■ Given request ■
Rewrite the lines that follow as a JSON array of strings, one string per line, and omit any blank lines.

### Input data

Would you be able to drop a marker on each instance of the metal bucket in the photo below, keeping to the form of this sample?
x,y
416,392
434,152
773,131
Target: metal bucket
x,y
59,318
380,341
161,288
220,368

######

■ Written answer ■
[
  "Would you be able to drop a marker on each instance of the metal bucket in the photo below, keeping to the form of this sample?",
  "x,y",
  "416,392",
  "434,152",
  "773,131",
  "Target: metal bucket",
  "x,y",
  "59,318",
  "380,341",
  "161,288",
  "220,368"
]